* [GIVEN REQUEST]: Locate each line in the items below that contains the word "bass" and copy every one of those lines.

* [ENTRIES SHOWN]:
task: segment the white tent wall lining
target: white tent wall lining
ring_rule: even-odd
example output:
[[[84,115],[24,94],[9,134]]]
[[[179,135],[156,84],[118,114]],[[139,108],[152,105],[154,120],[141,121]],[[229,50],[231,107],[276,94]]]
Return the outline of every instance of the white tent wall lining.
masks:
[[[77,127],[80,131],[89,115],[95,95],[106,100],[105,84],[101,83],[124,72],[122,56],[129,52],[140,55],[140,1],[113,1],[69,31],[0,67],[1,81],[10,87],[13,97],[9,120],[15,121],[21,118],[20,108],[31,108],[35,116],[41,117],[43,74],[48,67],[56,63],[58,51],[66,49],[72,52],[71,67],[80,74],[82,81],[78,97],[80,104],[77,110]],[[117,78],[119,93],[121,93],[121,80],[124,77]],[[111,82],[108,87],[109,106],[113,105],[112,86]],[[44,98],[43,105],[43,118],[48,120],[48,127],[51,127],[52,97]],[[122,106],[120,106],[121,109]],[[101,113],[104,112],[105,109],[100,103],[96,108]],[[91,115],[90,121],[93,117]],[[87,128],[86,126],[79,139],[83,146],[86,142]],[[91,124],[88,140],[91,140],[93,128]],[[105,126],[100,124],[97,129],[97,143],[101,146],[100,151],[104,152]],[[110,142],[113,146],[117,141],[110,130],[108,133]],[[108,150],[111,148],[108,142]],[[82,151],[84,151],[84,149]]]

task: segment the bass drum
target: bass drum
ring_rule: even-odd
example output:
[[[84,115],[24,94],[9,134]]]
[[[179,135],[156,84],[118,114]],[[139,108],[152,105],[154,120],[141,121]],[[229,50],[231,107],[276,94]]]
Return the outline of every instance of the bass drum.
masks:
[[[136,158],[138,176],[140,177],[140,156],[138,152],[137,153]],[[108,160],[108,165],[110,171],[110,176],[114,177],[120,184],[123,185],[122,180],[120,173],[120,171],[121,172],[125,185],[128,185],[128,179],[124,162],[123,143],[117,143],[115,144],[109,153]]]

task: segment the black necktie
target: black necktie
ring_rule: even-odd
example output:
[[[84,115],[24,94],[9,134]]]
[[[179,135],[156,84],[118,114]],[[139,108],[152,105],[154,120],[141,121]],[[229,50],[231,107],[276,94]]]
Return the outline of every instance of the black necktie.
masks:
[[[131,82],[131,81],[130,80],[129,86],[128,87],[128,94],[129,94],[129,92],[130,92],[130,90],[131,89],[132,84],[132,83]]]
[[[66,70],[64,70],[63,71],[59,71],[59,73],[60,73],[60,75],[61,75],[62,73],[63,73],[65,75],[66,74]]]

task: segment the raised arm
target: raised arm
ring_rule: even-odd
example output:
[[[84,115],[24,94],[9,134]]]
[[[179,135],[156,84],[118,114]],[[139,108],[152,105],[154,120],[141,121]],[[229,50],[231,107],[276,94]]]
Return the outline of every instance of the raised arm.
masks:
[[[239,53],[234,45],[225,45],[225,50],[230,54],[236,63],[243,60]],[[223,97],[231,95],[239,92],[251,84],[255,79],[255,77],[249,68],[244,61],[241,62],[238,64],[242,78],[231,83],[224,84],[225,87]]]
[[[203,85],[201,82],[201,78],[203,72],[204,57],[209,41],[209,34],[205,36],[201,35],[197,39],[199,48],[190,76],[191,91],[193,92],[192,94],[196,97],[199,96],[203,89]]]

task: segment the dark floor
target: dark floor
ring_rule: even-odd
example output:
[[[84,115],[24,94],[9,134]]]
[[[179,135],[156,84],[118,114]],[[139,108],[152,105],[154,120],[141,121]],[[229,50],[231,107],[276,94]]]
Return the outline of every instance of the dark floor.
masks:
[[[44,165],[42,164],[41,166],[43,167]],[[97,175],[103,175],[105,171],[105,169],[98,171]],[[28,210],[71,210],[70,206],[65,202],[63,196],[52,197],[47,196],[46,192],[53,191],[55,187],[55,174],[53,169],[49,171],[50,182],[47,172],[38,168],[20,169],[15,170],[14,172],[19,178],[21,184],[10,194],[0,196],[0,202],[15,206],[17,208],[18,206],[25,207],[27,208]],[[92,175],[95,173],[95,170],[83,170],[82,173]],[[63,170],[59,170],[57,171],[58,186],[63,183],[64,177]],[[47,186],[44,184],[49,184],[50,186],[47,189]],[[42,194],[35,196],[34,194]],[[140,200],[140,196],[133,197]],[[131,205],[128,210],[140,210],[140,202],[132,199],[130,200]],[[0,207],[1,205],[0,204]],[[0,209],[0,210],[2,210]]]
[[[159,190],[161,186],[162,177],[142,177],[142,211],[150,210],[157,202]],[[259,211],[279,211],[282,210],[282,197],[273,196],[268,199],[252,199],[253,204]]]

* [REPLY]:
task: segment the bass drum
target: bass drum
Return the outline of every instance of the bass drum.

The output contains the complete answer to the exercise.